## Activity
All lines containing the string "window" must be copied from the entries.

Referring expression data:
--- --- ---
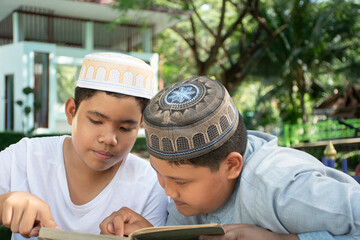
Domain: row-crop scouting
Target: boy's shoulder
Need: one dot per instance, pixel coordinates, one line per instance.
(38, 143)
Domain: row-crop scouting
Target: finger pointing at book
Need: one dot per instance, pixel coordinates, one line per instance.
(25, 213)
(123, 222)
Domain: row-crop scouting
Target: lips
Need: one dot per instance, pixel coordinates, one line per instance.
(178, 203)
(103, 155)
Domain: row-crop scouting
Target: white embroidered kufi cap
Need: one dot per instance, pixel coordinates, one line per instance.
(116, 72)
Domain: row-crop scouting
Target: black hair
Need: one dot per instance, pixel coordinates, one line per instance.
(82, 94)
(236, 143)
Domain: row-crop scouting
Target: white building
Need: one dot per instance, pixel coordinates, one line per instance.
(42, 43)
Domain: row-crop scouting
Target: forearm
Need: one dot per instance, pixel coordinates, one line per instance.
(3, 197)
(325, 236)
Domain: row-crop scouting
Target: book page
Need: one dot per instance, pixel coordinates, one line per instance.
(188, 232)
(57, 234)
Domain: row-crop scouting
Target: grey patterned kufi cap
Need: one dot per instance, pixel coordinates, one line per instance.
(189, 118)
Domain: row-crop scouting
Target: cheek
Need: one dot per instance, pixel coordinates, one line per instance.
(160, 180)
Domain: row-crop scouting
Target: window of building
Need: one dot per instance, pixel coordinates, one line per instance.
(9, 102)
(41, 90)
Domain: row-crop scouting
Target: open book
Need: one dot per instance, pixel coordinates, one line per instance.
(186, 232)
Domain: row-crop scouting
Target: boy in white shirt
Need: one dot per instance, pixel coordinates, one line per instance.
(74, 182)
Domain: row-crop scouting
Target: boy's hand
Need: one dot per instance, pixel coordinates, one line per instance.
(249, 232)
(25, 213)
(123, 222)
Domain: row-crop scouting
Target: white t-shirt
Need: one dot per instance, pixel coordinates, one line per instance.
(37, 166)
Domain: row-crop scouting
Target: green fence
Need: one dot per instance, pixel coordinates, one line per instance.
(295, 134)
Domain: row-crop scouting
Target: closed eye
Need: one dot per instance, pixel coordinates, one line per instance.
(94, 121)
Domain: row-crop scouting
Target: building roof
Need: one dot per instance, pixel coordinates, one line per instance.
(97, 10)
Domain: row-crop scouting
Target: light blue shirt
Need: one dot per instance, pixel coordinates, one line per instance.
(287, 191)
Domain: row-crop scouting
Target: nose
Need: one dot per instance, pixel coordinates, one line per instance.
(170, 189)
(108, 137)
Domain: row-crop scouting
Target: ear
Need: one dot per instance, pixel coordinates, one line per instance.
(233, 162)
(70, 110)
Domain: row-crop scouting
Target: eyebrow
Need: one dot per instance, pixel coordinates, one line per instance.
(98, 114)
(173, 178)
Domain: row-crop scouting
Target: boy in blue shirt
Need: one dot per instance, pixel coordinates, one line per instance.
(215, 171)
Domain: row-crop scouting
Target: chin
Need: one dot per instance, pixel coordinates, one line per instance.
(188, 212)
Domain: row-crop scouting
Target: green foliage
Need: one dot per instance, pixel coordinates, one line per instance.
(313, 49)
(8, 138)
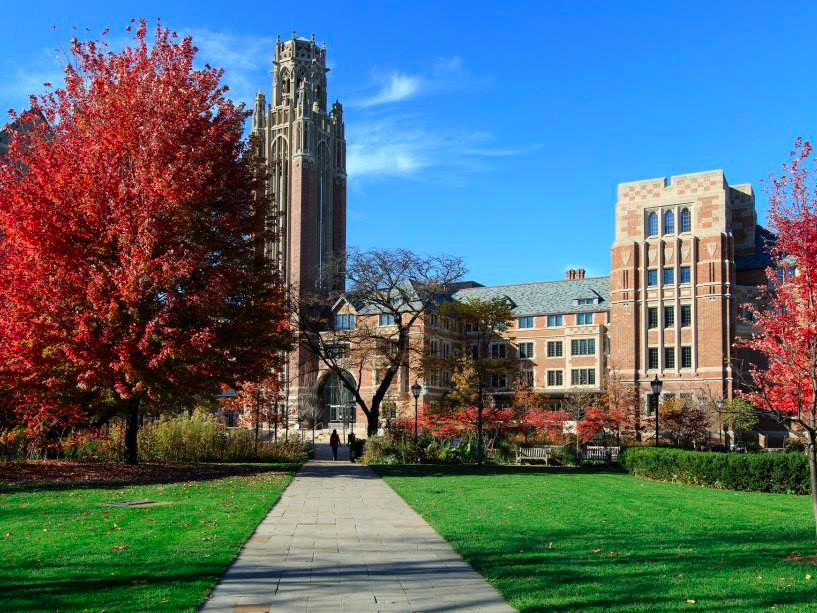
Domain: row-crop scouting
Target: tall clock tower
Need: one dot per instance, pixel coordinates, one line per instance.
(303, 149)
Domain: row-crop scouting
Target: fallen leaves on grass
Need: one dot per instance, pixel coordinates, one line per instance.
(801, 559)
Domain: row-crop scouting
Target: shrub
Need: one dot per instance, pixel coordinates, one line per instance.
(14, 442)
(760, 472)
(399, 447)
(195, 438)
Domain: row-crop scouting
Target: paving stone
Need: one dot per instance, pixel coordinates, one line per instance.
(340, 539)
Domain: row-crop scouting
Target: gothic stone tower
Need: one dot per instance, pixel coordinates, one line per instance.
(303, 150)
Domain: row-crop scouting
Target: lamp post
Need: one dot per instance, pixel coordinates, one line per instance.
(415, 391)
(656, 384)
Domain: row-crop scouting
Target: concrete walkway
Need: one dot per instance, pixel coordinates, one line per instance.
(340, 539)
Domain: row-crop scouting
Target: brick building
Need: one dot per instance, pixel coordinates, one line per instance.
(687, 253)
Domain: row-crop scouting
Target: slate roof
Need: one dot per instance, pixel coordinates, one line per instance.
(761, 258)
(547, 297)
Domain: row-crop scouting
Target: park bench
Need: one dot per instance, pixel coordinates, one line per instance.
(601, 454)
(537, 452)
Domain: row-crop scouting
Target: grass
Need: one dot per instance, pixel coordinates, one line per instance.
(567, 540)
(63, 550)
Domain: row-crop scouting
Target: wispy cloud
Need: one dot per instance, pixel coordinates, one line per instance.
(20, 81)
(503, 152)
(403, 146)
(407, 146)
(395, 87)
(386, 87)
(245, 58)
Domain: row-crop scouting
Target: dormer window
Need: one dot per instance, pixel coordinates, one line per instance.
(344, 322)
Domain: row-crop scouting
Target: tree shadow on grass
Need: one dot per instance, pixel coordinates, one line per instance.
(17, 477)
(88, 588)
(656, 577)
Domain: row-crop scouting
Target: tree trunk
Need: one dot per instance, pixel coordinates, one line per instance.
(812, 466)
(373, 421)
(479, 435)
(131, 431)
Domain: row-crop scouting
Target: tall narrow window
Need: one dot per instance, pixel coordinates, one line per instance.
(652, 317)
(652, 224)
(686, 220)
(686, 315)
(669, 317)
(652, 358)
(669, 358)
(669, 223)
(686, 357)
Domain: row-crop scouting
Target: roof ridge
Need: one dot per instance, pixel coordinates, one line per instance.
(536, 283)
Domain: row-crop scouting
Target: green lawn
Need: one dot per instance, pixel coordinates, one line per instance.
(564, 540)
(62, 550)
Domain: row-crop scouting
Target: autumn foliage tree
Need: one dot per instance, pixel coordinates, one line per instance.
(256, 402)
(131, 276)
(785, 386)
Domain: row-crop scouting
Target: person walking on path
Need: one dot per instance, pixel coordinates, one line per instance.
(334, 443)
(352, 454)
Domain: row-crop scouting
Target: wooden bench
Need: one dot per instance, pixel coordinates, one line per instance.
(602, 454)
(540, 452)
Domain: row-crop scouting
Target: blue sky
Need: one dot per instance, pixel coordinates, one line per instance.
(498, 131)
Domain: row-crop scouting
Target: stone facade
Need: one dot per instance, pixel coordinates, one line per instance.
(302, 147)
(687, 253)
(679, 267)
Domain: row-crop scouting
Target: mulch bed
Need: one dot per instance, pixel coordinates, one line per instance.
(111, 473)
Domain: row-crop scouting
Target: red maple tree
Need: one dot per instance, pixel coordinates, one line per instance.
(131, 274)
(785, 385)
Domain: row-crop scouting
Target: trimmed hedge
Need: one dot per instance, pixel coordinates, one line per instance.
(760, 472)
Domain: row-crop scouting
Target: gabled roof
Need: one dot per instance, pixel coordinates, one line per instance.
(410, 295)
(761, 258)
(547, 297)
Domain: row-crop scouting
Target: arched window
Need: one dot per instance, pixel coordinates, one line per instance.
(652, 224)
(669, 223)
(285, 81)
(686, 220)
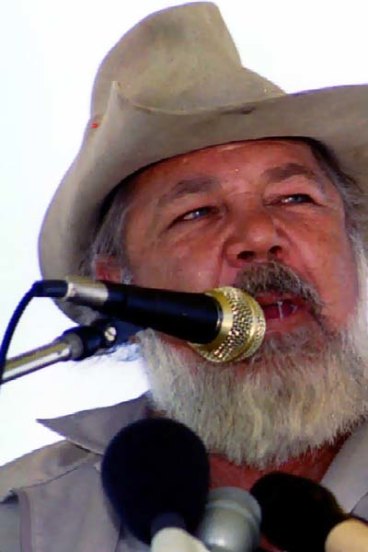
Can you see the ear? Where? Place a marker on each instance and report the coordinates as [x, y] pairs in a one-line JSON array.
[[107, 267]]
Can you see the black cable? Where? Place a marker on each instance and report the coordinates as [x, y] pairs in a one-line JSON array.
[[13, 322]]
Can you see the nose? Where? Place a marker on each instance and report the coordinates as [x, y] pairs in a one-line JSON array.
[[253, 236]]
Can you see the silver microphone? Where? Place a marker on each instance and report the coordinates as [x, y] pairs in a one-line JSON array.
[[231, 521], [223, 324]]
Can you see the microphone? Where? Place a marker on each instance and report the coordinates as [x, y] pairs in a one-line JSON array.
[[299, 515], [231, 521], [223, 324], [155, 473]]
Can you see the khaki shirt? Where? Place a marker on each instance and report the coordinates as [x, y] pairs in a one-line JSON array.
[[61, 502]]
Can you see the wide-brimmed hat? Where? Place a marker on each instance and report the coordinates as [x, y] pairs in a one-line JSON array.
[[174, 84]]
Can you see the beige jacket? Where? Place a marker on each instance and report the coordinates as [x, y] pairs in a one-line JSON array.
[[61, 502]]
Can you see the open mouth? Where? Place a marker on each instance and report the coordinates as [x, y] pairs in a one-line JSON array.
[[280, 308]]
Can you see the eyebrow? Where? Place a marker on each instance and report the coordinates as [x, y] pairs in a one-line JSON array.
[[283, 172], [195, 185]]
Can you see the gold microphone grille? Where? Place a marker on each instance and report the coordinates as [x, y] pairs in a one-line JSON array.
[[242, 328]]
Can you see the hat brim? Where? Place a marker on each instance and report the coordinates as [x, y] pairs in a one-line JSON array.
[[132, 136]]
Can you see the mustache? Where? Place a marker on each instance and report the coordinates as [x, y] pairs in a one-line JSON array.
[[278, 278]]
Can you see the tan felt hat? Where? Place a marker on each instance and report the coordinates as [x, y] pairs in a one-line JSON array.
[[173, 84]]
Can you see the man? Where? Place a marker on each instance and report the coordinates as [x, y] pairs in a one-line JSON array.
[[196, 173]]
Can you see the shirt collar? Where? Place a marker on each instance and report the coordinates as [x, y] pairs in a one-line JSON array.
[[94, 429]]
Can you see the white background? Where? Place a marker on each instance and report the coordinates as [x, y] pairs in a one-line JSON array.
[[49, 55]]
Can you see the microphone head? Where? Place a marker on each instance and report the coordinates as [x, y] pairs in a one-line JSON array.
[[231, 522], [152, 467], [297, 513]]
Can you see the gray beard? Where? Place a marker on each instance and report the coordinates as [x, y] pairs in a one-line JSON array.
[[291, 397]]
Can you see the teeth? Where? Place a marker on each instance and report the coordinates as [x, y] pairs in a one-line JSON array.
[[279, 306]]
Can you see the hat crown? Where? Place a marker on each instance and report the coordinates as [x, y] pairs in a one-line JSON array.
[[179, 59]]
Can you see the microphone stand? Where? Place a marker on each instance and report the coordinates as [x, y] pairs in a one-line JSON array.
[[74, 344]]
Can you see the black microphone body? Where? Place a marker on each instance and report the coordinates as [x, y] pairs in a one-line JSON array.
[[155, 473], [196, 317], [222, 324]]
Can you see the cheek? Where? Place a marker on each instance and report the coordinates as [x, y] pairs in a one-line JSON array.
[[332, 268], [180, 266]]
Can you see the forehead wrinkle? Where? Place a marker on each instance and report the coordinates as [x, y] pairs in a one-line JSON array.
[[187, 186], [283, 172]]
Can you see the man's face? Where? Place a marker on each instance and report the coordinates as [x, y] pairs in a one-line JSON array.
[[197, 220], [263, 216]]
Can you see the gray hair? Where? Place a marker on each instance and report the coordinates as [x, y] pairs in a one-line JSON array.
[[109, 238]]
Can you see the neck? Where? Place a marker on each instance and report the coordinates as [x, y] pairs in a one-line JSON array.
[[312, 465]]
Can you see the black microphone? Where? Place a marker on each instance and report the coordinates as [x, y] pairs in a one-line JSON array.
[[155, 473], [223, 324], [299, 515]]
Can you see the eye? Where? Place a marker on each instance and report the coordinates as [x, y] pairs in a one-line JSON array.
[[296, 199], [195, 214]]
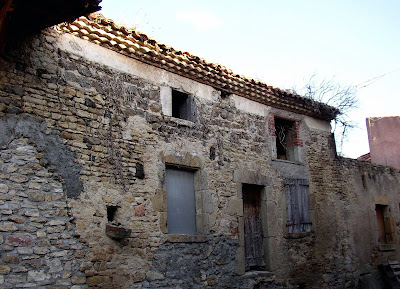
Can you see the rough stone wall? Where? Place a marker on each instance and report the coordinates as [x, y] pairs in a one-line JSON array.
[[102, 135], [38, 245]]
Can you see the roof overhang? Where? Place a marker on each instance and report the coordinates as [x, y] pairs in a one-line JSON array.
[[21, 17]]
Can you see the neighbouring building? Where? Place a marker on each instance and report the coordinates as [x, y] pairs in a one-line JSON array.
[[127, 164], [384, 140]]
--- --- ---
## Exercise output
Target: window of building
Target: dormer window
Target: tall narrow window
Target: arched window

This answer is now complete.